# SUPPLIED RECORDS

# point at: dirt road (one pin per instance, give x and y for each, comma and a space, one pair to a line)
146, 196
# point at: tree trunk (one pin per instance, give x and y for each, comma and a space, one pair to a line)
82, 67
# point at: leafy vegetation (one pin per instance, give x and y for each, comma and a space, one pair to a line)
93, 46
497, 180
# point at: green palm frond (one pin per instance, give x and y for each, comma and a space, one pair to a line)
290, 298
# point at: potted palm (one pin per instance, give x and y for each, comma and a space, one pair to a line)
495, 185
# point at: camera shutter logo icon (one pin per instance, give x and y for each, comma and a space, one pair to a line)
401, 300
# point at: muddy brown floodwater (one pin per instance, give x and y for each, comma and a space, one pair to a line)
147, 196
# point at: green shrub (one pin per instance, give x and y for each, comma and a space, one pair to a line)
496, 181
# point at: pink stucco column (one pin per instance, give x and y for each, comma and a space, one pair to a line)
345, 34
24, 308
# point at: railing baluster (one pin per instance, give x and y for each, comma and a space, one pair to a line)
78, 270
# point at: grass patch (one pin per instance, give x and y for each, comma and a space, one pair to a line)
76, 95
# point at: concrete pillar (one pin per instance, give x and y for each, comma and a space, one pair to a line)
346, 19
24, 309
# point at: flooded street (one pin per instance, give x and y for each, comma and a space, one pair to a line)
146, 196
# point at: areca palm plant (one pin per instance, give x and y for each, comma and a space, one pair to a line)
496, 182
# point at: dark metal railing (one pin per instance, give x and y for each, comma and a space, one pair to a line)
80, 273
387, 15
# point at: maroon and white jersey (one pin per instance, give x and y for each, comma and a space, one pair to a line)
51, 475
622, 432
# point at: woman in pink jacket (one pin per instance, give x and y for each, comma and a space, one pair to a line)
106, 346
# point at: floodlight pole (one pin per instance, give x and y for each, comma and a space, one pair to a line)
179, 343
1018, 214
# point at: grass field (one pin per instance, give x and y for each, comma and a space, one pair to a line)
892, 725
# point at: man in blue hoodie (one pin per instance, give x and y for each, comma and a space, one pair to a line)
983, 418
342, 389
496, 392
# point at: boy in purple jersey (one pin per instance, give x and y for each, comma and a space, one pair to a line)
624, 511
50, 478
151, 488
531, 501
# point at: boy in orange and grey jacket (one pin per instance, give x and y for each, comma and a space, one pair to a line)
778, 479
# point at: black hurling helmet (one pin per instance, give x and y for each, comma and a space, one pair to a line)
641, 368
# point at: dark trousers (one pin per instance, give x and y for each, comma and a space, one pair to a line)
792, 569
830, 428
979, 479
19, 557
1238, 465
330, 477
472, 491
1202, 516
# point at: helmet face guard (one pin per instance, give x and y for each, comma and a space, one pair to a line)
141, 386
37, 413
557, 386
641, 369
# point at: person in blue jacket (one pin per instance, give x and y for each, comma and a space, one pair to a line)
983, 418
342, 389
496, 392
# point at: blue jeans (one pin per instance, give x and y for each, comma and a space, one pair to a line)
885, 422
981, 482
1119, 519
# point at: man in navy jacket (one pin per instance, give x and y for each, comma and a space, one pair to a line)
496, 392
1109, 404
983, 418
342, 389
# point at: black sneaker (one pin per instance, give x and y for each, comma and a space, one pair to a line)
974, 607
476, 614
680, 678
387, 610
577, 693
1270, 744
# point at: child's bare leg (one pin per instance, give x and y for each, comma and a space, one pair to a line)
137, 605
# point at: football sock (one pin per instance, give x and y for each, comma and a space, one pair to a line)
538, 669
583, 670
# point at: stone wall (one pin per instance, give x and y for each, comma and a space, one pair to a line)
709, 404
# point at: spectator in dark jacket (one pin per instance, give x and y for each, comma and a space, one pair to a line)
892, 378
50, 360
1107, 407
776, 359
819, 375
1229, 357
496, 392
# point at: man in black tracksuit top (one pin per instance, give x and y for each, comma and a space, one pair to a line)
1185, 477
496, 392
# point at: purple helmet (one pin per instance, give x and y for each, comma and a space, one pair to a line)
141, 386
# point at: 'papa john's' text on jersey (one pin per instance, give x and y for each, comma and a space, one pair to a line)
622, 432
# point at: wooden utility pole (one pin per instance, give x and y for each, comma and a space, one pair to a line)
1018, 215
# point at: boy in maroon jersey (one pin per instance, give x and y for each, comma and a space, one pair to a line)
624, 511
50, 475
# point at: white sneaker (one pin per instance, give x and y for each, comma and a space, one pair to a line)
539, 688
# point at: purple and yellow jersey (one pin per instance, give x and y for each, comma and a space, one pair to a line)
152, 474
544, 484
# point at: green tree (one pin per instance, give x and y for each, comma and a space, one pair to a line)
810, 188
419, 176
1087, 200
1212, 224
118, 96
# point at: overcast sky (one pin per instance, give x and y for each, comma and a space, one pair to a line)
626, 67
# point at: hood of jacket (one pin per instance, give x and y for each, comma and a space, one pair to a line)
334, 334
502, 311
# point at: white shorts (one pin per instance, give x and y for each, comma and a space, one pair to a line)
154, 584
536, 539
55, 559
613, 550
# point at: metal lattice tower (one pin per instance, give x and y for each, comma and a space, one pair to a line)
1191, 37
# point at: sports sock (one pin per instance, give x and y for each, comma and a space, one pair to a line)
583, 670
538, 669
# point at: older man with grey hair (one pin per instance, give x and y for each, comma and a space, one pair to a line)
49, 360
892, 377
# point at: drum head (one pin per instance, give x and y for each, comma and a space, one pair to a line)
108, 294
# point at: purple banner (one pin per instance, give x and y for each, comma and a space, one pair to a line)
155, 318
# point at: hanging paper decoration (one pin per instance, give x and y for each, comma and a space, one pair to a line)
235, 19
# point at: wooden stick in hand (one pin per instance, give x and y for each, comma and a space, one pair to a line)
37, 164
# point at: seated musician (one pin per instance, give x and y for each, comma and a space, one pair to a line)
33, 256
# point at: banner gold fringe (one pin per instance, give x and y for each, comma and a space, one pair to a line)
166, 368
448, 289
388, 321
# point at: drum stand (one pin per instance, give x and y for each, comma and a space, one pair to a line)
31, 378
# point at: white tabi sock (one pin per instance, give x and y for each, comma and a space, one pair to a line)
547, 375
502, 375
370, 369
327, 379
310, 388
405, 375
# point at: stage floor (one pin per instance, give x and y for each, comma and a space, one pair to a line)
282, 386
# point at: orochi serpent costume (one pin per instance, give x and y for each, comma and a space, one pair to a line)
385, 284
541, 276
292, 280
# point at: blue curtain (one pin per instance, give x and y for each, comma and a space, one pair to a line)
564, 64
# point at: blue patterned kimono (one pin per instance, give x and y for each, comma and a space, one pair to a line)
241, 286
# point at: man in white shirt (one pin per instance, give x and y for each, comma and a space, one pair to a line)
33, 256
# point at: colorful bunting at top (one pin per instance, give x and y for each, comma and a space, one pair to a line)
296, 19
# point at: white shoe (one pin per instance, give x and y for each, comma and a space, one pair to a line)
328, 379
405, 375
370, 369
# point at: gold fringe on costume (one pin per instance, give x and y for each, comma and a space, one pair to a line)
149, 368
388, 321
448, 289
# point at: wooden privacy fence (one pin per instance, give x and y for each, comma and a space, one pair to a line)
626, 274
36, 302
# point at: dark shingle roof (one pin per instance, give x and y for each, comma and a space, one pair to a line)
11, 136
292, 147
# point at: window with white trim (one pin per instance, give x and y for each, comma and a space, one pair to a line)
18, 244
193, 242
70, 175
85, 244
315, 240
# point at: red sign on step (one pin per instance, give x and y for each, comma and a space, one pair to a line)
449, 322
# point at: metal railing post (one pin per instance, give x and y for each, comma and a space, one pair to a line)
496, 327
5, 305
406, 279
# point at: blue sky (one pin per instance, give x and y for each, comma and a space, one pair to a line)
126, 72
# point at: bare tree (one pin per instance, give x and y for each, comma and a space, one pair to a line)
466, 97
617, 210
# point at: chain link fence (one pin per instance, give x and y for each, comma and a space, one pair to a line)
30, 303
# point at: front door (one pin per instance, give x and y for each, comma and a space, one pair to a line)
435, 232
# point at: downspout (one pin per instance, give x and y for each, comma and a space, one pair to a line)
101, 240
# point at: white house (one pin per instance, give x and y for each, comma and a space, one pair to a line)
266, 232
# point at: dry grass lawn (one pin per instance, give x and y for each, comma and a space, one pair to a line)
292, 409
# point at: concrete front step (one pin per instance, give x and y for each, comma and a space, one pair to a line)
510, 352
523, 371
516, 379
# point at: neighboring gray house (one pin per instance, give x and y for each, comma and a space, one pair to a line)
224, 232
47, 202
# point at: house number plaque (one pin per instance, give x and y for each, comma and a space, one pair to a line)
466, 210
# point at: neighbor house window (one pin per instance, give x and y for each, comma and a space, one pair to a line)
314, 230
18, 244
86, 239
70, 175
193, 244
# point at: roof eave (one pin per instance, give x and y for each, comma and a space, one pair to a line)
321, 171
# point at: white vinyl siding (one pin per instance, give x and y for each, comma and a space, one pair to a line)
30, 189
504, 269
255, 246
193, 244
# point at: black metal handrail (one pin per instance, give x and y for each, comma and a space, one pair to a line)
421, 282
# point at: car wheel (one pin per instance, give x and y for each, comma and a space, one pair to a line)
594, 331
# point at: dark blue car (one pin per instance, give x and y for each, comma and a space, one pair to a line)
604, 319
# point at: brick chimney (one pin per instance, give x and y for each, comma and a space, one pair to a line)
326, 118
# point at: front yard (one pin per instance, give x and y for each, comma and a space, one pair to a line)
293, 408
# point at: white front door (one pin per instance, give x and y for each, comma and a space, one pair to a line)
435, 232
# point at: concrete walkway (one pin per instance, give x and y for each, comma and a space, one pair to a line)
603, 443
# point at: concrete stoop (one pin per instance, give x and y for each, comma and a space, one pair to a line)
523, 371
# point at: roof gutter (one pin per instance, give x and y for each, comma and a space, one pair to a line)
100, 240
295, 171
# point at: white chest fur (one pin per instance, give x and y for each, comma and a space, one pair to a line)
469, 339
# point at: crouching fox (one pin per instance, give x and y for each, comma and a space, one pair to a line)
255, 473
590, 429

# EXERCISE DIRECTIONS
Please output, verbatim, the lines of the listing starting at the line that contains "# point at: concrete walkway" and ending at the final line of the listing.

# REPLY
# point at: concrete walkway (one pin per instance, give x and y for each, comma and a space, one pair to a line)
603, 443
# point at: concrete stoop (one pin per instance, give x and y for each, comma and a space, one pair to a line)
523, 371
# point at: roof gutter (one pin per instance, give x and y for each, comma and a space, one pair to a line)
100, 240
295, 171
# point at: white chest fur (one pin per instance, give x and y for each, comma and a space, one pair to a line)
469, 339
# point at: crouching fox (one pin per instance, give x and y for each, comma and a space, one pair to a line)
255, 473
590, 429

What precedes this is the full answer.